• [STATED PROBLEM]:
From the line with "Q: Pick out each instance of the black doormat" through the final line, transcribe the material below character for character; include no other lines.

Saved entries
★ ★ ★ ★

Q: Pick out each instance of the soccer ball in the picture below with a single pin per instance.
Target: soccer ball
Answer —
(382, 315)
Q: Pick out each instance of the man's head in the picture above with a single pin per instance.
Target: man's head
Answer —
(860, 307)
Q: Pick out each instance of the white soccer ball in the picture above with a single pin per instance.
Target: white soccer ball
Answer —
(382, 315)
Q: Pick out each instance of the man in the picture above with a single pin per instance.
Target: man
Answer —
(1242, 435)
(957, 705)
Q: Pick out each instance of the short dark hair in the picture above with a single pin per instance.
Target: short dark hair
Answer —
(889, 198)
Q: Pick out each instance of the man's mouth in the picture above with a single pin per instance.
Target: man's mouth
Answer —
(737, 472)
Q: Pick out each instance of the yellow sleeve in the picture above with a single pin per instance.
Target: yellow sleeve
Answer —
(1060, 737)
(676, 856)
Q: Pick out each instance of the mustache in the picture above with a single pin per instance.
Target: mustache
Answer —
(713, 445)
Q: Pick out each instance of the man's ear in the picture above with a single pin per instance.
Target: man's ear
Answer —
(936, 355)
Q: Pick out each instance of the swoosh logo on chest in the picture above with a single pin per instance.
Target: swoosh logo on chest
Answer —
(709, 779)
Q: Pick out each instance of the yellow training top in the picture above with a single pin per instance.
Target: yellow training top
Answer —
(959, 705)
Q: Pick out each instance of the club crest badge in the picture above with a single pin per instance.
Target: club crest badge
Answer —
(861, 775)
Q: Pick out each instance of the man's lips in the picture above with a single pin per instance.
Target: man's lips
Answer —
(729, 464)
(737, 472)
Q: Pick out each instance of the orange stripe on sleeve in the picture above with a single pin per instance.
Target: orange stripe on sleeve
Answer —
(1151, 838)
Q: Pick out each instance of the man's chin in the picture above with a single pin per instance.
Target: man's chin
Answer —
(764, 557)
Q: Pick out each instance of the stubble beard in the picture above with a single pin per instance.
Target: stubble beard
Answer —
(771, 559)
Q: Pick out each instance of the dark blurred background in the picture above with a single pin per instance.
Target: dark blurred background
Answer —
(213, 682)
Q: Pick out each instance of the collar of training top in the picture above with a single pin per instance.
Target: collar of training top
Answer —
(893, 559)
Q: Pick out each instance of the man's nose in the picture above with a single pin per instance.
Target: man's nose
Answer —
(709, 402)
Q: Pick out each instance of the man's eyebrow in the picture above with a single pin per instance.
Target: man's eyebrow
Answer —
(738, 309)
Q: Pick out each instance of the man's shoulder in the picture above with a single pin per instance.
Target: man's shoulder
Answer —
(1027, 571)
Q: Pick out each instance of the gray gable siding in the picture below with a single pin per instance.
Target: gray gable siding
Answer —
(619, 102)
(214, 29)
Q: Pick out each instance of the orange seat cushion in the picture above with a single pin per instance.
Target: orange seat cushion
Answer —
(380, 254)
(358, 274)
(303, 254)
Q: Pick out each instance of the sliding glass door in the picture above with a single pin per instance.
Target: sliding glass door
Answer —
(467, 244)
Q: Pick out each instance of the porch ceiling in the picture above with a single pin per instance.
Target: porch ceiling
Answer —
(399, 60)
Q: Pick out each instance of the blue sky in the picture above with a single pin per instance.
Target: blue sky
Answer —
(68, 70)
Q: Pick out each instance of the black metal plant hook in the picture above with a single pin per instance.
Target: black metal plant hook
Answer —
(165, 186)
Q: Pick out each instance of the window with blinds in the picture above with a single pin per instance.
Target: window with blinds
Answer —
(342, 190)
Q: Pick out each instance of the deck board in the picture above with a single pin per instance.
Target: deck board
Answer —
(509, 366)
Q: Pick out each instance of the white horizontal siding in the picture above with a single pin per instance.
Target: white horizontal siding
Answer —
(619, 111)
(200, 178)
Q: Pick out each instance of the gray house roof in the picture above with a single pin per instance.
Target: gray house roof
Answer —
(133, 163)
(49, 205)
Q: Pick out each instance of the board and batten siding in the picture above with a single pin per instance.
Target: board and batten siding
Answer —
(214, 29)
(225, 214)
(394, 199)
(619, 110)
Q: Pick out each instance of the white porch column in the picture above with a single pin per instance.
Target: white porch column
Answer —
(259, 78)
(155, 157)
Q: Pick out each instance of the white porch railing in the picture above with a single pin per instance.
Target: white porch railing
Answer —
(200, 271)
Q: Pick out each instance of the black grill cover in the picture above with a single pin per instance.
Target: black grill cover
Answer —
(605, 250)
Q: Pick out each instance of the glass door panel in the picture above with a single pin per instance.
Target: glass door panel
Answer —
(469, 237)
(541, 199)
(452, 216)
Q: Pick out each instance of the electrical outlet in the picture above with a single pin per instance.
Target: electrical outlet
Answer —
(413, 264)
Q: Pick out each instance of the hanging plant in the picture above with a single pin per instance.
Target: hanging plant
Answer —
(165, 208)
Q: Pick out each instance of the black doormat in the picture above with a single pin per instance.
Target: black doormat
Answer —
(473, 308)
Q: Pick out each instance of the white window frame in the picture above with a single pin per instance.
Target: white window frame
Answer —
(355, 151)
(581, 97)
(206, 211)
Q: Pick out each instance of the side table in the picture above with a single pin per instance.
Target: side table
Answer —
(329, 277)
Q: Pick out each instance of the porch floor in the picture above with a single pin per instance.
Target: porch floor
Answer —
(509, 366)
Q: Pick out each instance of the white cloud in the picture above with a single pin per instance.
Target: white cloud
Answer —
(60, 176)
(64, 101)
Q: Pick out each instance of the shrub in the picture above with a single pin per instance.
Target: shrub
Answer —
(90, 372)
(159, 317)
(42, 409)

★ ★ ★ ★

• [EXERCISE ANSWER]:
Q: Pick out each instance of the black doormat in the picture above with a single pin per instance.
Target: black doormat
Answer —
(473, 308)
Q: Pick out each instance of the white window frame in the picture above with a single pin per instance.
Target: white window frame
Answer —
(355, 151)
(581, 97)
(206, 211)
Q: Pick out each instance of the side table in the picture above with a single pin per instance.
Target: side table
Answer —
(329, 277)
Q: Pick out each instance of the porch floor in the picture above with a single pin per instance.
Target: porch floor
Answer —
(509, 366)
Q: Pick out each instance of the white cloud in the picture above with a single pin per instance.
Target: white cloud
Answer —
(60, 176)
(64, 101)
Q: Pick out each instance of the shrub in the picture above with a single pin per instance.
Target: shrub
Answer —
(90, 372)
(159, 317)
(42, 409)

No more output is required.